Start of PASSAGE GIVEN

He who loves pleasure will become poor; whoever loves wine and oil will never be rich.

PROVERBS 21:17

JUDAISM is not at all opposed to pleasure. We have no tradition of monasticism or celibacy or much of an ascetic tradition. Self-denial is generally limited in scope and application, which is part of what makes Yom Kippur stand out on the calendar. The Jerusalem Talmud even says, “On Judgment Day, a person will be called to account for every permissible thing he might have enjoyed in life but did not.”1

If there is no objection to pleasure, why the caution to limit it? The answer is that when we are heavily involved in seeking pleasure, the physical inevitably supplants the spiritual as the guiding principle in our lives. The Jewish way is to enjoy the pleasures of the world within the context of a spiritual life. That way of living requires that we be the masters of our sensory pleasures, rather than having them rule over us.

It’s so easy to lose ourselves in a bag of potato chips or a chocolate bar and more so in more intense forms of physical sensation. Not only lose ourselves, but become devotees of the perfect cup of coffee, the smokiness of a single-malt scotch, the thread count of organic cotton sheets. We are being asked to be conscious and make wise choices about where we direct our desire for pleasure and to be careful that we not allow physical pleasures to occupy the center of our lives.

The Maharal explains that the more one indulges the body, the more bodily one becomes, and that impedes connection to the spiritual.2 The Talmud tells of Rav Kahana sitting in front of his teacher, Rav, and fixing his hair and pampering himself, whereupon Rav castigated him, saying, “The Torah is not found in one who indulges physically.”3

Rabbi Yerucham Levovitz asked why the Torah was given in the inhospitable desert.4 Why not give it once we had made it across the Jordan to the Promised Land, where people could embrace the Torah with settled minds? He explains that having inner calmness does, indeed, facilitate acquiring Torah, but people mistakenly think that indulging the body is the way to achieve that inner settledness. The truth is that the more one indulges the body, the more comforts we become accustomed to, the more dependent we become on these things, and the harder it becomes to maintain a calm frame of mind.

End of PASSAGE GIVEN
Start of DATA SUPPLIED

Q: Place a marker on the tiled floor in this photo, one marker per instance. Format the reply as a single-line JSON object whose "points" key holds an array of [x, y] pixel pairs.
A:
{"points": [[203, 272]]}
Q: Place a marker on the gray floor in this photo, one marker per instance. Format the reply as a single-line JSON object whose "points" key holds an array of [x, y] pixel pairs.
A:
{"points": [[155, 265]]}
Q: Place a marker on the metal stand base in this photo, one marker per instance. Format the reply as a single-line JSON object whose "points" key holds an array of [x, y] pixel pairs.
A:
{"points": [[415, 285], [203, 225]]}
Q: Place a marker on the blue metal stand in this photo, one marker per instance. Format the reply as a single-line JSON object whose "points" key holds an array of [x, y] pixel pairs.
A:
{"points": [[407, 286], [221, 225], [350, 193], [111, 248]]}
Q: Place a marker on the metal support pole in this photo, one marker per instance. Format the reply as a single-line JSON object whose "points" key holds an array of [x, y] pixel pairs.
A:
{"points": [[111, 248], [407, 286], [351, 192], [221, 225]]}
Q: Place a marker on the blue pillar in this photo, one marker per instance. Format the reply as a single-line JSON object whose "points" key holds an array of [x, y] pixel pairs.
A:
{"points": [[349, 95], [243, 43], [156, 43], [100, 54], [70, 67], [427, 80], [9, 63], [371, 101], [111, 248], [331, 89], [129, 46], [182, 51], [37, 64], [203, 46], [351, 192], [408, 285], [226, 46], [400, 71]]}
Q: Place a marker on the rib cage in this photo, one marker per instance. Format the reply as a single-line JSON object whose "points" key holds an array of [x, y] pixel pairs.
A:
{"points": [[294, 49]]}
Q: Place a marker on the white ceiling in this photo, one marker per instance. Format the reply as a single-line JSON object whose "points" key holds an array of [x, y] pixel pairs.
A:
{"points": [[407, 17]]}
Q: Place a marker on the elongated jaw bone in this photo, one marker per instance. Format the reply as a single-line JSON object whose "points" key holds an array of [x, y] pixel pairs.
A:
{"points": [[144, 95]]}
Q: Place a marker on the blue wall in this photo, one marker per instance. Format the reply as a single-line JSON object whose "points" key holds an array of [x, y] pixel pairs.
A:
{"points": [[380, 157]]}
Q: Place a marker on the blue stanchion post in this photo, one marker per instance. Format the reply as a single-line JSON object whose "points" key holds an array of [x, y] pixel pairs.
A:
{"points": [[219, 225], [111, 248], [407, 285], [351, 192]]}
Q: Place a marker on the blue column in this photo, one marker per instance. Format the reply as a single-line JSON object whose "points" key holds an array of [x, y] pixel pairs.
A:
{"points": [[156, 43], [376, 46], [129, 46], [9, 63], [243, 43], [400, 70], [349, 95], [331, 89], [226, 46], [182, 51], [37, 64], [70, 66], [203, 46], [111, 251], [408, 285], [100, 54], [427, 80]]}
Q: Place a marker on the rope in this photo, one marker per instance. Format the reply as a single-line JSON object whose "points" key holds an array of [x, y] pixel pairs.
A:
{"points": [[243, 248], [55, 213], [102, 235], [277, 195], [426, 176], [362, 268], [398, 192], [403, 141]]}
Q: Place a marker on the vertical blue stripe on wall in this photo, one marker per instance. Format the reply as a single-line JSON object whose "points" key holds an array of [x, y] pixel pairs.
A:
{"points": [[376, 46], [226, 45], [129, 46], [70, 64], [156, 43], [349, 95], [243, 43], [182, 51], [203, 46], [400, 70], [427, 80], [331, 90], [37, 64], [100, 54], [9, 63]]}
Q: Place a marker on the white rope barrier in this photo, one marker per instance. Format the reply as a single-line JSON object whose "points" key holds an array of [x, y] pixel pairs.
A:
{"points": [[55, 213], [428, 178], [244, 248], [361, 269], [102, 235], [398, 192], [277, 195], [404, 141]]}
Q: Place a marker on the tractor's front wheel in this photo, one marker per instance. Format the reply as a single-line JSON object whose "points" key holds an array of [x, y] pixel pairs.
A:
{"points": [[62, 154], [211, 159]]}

End of DATA SUPPLIED

EXERCISE SET.
1. In the passage on pleasure, what did Rav say to Rav Kahana when he castigated him?
2. Reproduce everything in the passage on pleasure from "It’s so easy" down to "of our lives.".

RESULTS OF THE EXERCISE.
1. "The Torah is not found in one who indulges physically."

2.
It’s so easy to lose ourselves in a bag of potato chips or a chocolate bar and more so in more intense forms of physical sensation. Not only lose ourselves, but become devotees of the perfect cup of coffee, the smokiness of a single-malt scotch, the thread count of organic cotton sheets. We are being asked to be conscious and make wise choices about where we direct our desire for pleasure and to be careful that we not allow physical pleasures to occupy the center of our lives.